• _EXERCISE DETAILS_
Retype exactly, and only, the lines from the one that contains "Tag any visible grey-brown" through the final line of the entries.

• _RECORDS FOR THE EXERCISE_
== Segment start ==

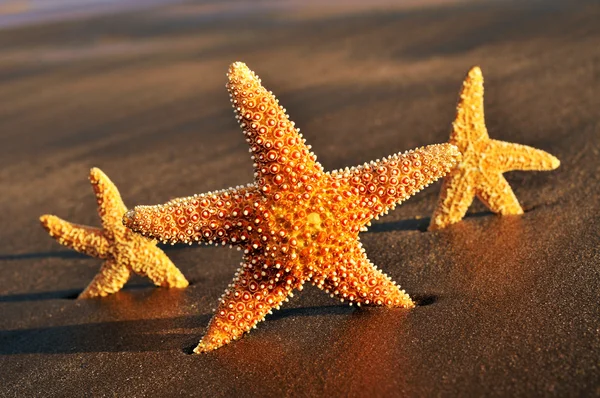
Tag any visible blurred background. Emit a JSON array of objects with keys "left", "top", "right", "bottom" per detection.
[
  {"left": 0, "top": 0, "right": 461, "bottom": 28},
  {"left": 0, "top": 0, "right": 176, "bottom": 28}
]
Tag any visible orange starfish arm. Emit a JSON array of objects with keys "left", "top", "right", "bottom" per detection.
[
  {"left": 194, "top": 257, "right": 304, "bottom": 352},
  {"left": 226, "top": 62, "right": 324, "bottom": 198},
  {"left": 344, "top": 144, "right": 461, "bottom": 218},
  {"left": 89, "top": 167, "right": 128, "bottom": 233},
  {"left": 449, "top": 66, "right": 488, "bottom": 148},
  {"left": 428, "top": 169, "right": 476, "bottom": 231},
  {"left": 79, "top": 259, "right": 131, "bottom": 299},
  {"left": 485, "top": 139, "right": 561, "bottom": 173},
  {"left": 311, "top": 242, "right": 414, "bottom": 308},
  {"left": 124, "top": 185, "right": 261, "bottom": 245},
  {"left": 128, "top": 244, "right": 189, "bottom": 288},
  {"left": 123, "top": 62, "right": 466, "bottom": 352},
  {"left": 476, "top": 173, "right": 523, "bottom": 215},
  {"left": 40, "top": 215, "right": 110, "bottom": 259}
]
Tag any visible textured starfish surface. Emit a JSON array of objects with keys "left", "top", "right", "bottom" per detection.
[
  {"left": 428, "top": 67, "right": 560, "bottom": 231},
  {"left": 40, "top": 168, "right": 188, "bottom": 298},
  {"left": 123, "top": 62, "right": 461, "bottom": 353}
]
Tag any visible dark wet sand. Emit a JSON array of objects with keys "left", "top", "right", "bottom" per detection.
[{"left": 1, "top": 0, "right": 599, "bottom": 396}]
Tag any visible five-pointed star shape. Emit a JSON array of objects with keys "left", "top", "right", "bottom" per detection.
[
  {"left": 428, "top": 66, "right": 560, "bottom": 231},
  {"left": 124, "top": 62, "right": 461, "bottom": 352},
  {"left": 40, "top": 168, "right": 188, "bottom": 298}
]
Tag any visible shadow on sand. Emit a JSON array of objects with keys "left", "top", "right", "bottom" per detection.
[
  {"left": 0, "top": 251, "right": 88, "bottom": 261},
  {"left": 369, "top": 211, "right": 495, "bottom": 233},
  {"left": 0, "top": 283, "right": 160, "bottom": 302},
  {"left": 0, "top": 304, "right": 356, "bottom": 355}
]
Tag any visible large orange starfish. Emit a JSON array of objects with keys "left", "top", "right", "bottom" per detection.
[
  {"left": 428, "top": 67, "right": 560, "bottom": 231},
  {"left": 40, "top": 168, "right": 188, "bottom": 298},
  {"left": 124, "top": 62, "right": 461, "bottom": 352}
]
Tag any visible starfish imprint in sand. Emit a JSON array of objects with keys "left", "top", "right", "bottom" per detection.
[
  {"left": 428, "top": 67, "right": 560, "bottom": 231},
  {"left": 40, "top": 168, "right": 188, "bottom": 298},
  {"left": 124, "top": 62, "right": 461, "bottom": 352}
]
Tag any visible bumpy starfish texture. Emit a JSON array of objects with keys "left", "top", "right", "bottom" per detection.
[
  {"left": 428, "top": 67, "right": 560, "bottom": 231},
  {"left": 40, "top": 168, "right": 188, "bottom": 298},
  {"left": 124, "top": 62, "right": 461, "bottom": 353}
]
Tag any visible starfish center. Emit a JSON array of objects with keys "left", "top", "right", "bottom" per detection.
[
  {"left": 307, "top": 212, "right": 321, "bottom": 226},
  {"left": 295, "top": 210, "right": 327, "bottom": 248}
]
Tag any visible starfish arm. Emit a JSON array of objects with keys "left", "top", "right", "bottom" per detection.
[
  {"left": 124, "top": 185, "right": 261, "bottom": 245},
  {"left": 337, "top": 143, "right": 461, "bottom": 219},
  {"left": 128, "top": 243, "right": 189, "bottom": 288},
  {"left": 449, "top": 66, "right": 489, "bottom": 148},
  {"left": 476, "top": 173, "right": 523, "bottom": 215},
  {"left": 311, "top": 242, "right": 414, "bottom": 308},
  {"left": 89, "top": 168, "right": 128, "bottom": 234},
  {"left": 40, "top": 215, "right": 110, "bottom": 258},
  {"left": 78, "top": 259, "right": 131, "bottom": 298},
  {"left": 485, "top": 139, "right": 560, "bottom": 173},
  {"left": 194, "top": 256, "right": 304, "bottom": 353},
  {"left": 226, "top": 62, "right": 324, "bottom": 197},
  {"left": 428, "top": 168, "right": 476, "bottom": 231}
]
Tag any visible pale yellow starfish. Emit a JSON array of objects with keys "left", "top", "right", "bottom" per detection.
[
  {"left": 429, "top": 67, "right": 560, "bottom": 231},
  {"left": 40, "top": 168, "right": 188, "bottom": 298}
]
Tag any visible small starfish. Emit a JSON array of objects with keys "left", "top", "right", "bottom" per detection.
[
  {"left": 40, "top": 168, "right": 188, "bottom": 298},
  {"left": 124, "top": 62, "right": 461, "bottom": 352},
  {"left": 428, "top": 67, "right": 560, "bottom": 231}
]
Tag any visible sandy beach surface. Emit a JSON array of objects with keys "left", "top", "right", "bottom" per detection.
[{"left": 0, "top": 0, "right": 599, "bottom": 396}]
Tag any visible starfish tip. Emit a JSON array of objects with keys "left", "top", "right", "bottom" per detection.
[
  {"left": 88, "top": 167, "right": 106, "bottom": 184},
  {"left": 39, "top": 214, "right": 59, "bottom": 231},
  {"left": 122, "top": 209, "right": 136, "bottom": 228},
  {"left": 448, "top": 143, "right": 462, "bottom": 159},
  {"left": 230, "top": 60, "right": 247, "bottom": 69},
  {"left": 468, "top": 65, "right": 483, "bottom": 77},
  {"left": 228, "top": 61, "right": 251, "bottom": 80},
  {"left": 426, "top": 216, "right": 447, "bottom": 232},
  {"left": 175, "top": 279, "right": 190, "bottom": 288},
  {"left": 193, "top": 342, "right": 210, "bottom": 354}
]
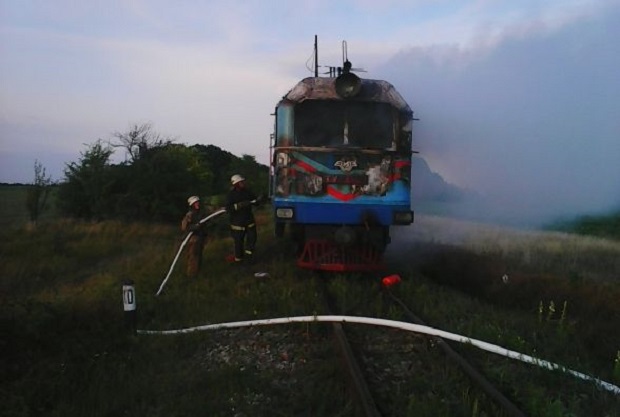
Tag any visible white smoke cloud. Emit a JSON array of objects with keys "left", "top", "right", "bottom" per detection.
[{"left": 377, "top": 4, "right": 620, "bottom": 226}]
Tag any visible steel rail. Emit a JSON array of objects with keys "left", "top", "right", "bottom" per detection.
[
  {"left": 320, "top": 279, "right": 383, "bottom": 417},
  {"left": 384, "top": 287, "right": 528, "bottom": 417}
]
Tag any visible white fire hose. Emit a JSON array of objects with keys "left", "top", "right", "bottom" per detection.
[
  {"left": 156, "top": 198, "right": 261, "bottom": 296},
  {"left": 155, "top": 209, "right": 226, "bottom": 296},
  {"left": 137, "top": 315, "right": 620, "bottom": 395}
]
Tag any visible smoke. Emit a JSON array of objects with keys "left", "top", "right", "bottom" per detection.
[{"left": 377, "top": 5, "right": 620, "bottom": 227}]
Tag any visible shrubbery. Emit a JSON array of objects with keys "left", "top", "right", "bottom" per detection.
[{"left": 57, "top": 125, "right": 269, "bottom": 223}]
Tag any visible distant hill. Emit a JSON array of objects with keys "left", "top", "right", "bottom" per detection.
[
  {"left": 410, "top": 158, "right": 542, "bottom": 227},
  {"left": 410, "top": 157, "right": 620, "bottom": 230},
  {"left": 409, "top": 157, "right": 525, "bottom": 226},
  {"left": 411, "top": 157, "right": 466, "bottom": 204}
]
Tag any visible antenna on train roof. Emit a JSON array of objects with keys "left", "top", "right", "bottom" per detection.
[
  {"left": 342, "top": 40, "right": 366, "bottom": 73},
  {"left": 342, "top": 40, "right": 350, "bottom": 73},
  {"left": 320, "top": 39, "right": 366, "bottom": 78},
  {"left": 314, "top": 35, "right": 319, "bottom": 77},
  {"left": 311, "top": 37, "right": 367, "bottom": 77}
]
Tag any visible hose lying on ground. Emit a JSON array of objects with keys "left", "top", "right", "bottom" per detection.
[{"left": 138, "top": 314, "right": 620, "bottom": 395}]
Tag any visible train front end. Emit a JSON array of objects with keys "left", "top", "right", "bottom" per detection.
[{"left": 270, "top": 70, "right": 414, "bottom": 271}]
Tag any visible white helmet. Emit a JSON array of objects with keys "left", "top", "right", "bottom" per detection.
[
  {"left": 231, "top": 174, "right": 245, "bottom": 185},
  {"left": 187, "top": 196, "right": 200, "bottom": 206}
]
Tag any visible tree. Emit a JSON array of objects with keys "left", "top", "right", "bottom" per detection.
[
  {"left": 191, "top": 144, "right": 232, "bottom": 192},
  {"left": 26, "top": 160, "right": 53, "bottom": 226},
  {"left": 114, "top": 143, "right": 212, "bottom": 222},
  {"left": 55, "top": 125, "right": 270, "bottom": 223},
  {"left": 57, "top": 140, "right": 114, "bottom": 220},
  {"left": 229, "top": 153, "right": 270, "bottom": 195},
  {"left": 191, "top": 145, "right": 269, "bottom": 196},
  {"left": 111, "top": 122, "right": 173, "bottom": 162}
]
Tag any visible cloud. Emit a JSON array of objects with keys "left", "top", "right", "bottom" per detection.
[
  {"left": 1, "top": 0, "right": 618, "bottom": 194},
  {"left": 0, "top": 19, "right": 297, "bottom": 179},
  {"left": 378, "top": 3, "right": 620, "bottom": 225}
]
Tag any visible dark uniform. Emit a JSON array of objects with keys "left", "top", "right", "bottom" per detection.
[
  {"left": 225, "top": 187, "right": 258, "bottom": 262},
  {"left": 181, "top": 207, "right": 207, "bottom": 277}
]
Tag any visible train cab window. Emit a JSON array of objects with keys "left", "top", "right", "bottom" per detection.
[
  {"left": 295, "top": 101, "right": 396, "bottom": 149},
  {"left": 295, "top": 101, "right": 344, "bottom": 147},
  {"left": 347, "top": 102, "right": 394, "bottom": 148}
]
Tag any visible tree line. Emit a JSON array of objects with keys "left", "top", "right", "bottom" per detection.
[{"left": 29, "top": 124, "right": 269, "bottom": 224}]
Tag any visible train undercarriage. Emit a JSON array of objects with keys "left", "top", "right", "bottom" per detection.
[{"left": 277, "top": 223, "right": 390, "bottom": 271}]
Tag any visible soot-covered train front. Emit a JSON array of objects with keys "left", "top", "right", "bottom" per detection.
[{"left": 270, "top": 61, "right": 414, "bottom": 271}]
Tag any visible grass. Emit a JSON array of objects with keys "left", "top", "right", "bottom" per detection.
[
  {"left": 2, "top": 184, "right": 620, "bottom": 416},
  {"left": 401, "top": 214, "right": 620, "bottom": 282},
  {"left": 385, "top": 215, "right": 620, "bottom": 415},
  {"left": 1, "top": 210, "right": 355, "bottom": 416},
  {"left": 0, "top": 185, "right": 60, "bottom": 230},
  {"left": 546, "top": 210, "right": 620, "bottom": 241},
  {"left": 387, "top": 274, "right": 619, "bottom": 416},
  {"left": 394, "top": 215, "right": 620, "bottom": 360}
]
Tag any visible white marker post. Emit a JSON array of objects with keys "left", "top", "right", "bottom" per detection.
[{"left": 122, "top": 279, "right": 137, "bottom": 334}]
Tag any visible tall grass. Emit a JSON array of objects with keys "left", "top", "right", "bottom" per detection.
[
  {"left": 2, "top": 206, "right": 620, "bottom": 416},
  {"left": 0, "top": 185, "right": 60, "bottom": 229},
  {"left": 403, "top": 214, "right": 620, "bottom": 282},
  {"left": 1, "top": 209, "right": 355, "bottom": 416}
]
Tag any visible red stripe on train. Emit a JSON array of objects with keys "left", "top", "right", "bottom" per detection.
[
  {"left": 327, "top": 186, "right": 358, "bottom": 202},
  {"left": 295, "top": 160, "right": 317, "bottom": 173}
]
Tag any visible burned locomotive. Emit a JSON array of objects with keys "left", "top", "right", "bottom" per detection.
[{"left": 270, "top": 49, "right": 414, "bottom": 271}]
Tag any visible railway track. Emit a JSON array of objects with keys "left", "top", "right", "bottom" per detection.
[
  {"left": 317, "top": 273, "right": 528, "bottom": 417},
  {"left": 382, "top": 285, "right": 527, "bottom": 417},
  {"left": 319, "top": 277, "right": 382, "bottom": 417}
]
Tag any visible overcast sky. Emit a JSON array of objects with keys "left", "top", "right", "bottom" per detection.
[{"left": 1, "top": 0, "right": 619, "bottom": 222}]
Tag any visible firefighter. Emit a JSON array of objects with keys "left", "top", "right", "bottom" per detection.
[
  {"left": 225, "top": 174, "right": 262, "bottom": 264},
  {"left": 181, "top": 195, "right": 207, "bottom": 277}
]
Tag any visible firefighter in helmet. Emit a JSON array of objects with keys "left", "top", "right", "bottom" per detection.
[
  {"left": 225, "top": 174, "right": 262, "bottom": 264},
  {"left": 181, "top": 195, "right": 207, "bottom": 277}
]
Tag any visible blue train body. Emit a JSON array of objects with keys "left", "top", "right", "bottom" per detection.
[{"left": 270, "top": 72, "right": 414, "bottom": 270}]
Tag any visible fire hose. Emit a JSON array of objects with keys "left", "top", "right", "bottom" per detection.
[
  {"left": 137, "top": 315, "right": 620, "bottom": 395},
  {"left": 155, "top": 198, "right": 261, "bottom": 296},
  {"left": 155, "top": 209, "right": 226, "bottom": 296}
]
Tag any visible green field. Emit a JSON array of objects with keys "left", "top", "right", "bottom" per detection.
[
  {"left": 547, "top": 211, "right": 620, "bottom": 241},
  {"left": 0, "top": 185, "right": 60, "bottom": 229},
  {"left": 2, "top": 184, "right": 620, "bottom": 416},
  {"left": 0, "top": 185, "right": 29, "bottom": 227}
]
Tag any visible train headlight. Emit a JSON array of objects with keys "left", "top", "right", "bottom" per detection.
[
  {"left": 276, "top": 152, "right": 289, "bottom": 167},
  {"left": 276, "top": 207, "right": 294, "bottom": 219},
  {"left": 393, "top": 210, "right": 414, "bottom": 225},
  {"left": 335, "top": 73, "right": 362, "bottom": 98}
]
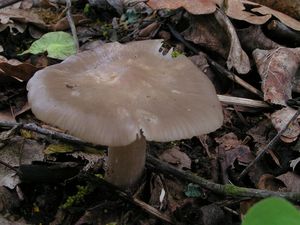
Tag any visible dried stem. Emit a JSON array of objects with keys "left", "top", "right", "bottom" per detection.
[
  {"left": 238, "top": 109, "right": 300, "bottom": 180},
  {"left": 65, "top": 0, "right": 79, "bottom": 51},
  {"left": 167, "top": 23, "right": 264, "bottom": 98},
  {"left": 1, "top": 121, "right": 300, "bottom": 201}
]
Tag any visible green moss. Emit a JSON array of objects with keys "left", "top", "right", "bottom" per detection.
[
  {"left": 61, "top": 185, "right": 91, "bottom": 209},
  {"left": 171, "top": 50, "right": 183, "bottom": 58},
  {"left": 223, "top": 184, "right": 246, "bottom": 195}
]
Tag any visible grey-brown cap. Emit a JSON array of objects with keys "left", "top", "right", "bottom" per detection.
[{"left": 27, "top": 40, "right": 223, "bottom": 146}]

== Segment end ==

• _REPLY_
Tag any visible grey-brown cap. Emit a JSON array of objects with keys "left", "top", "right", "bottom" per detection.
[{"left": 27, "top": 40, "right": 223, "bottom": 146}]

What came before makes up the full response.